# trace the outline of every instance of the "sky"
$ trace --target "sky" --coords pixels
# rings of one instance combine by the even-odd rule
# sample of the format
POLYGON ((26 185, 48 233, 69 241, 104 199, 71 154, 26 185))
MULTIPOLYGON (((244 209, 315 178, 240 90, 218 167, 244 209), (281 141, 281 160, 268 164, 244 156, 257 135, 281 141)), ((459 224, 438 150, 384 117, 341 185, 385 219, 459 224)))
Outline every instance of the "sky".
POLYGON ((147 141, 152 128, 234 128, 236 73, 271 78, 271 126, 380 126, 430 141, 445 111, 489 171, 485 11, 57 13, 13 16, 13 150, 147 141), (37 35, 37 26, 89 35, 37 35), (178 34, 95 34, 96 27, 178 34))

==

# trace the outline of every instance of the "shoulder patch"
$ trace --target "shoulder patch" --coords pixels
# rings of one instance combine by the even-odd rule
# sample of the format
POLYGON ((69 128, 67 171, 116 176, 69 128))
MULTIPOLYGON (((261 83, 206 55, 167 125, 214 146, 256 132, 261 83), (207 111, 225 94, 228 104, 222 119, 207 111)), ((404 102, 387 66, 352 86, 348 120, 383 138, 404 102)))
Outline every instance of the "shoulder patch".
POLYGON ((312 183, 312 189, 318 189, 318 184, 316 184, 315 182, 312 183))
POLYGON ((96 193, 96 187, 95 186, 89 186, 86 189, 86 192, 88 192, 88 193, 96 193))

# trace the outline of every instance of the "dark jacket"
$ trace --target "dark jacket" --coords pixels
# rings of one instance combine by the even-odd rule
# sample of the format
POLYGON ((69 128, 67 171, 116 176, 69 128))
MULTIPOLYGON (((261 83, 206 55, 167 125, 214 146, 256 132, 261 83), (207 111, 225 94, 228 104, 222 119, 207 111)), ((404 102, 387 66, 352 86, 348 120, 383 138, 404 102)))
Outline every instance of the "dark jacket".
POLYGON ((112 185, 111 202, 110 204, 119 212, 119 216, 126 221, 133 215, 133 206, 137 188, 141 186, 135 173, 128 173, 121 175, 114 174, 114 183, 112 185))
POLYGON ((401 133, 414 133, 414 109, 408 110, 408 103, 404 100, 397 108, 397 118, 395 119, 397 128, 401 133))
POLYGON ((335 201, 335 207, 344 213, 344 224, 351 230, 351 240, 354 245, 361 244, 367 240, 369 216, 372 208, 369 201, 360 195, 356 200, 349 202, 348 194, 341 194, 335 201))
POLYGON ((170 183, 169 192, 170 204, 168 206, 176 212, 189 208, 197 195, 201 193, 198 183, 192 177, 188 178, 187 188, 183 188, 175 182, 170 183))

* Task requirements:
Check every line of the records above for the string "coords". Copy those that hold it.

* Result of the exercise:
$ trace --target "sky" --coords pixels
$ trace --target "shoulder patch" --coords pixels
$ trace --target "dark jacket" --coords pixels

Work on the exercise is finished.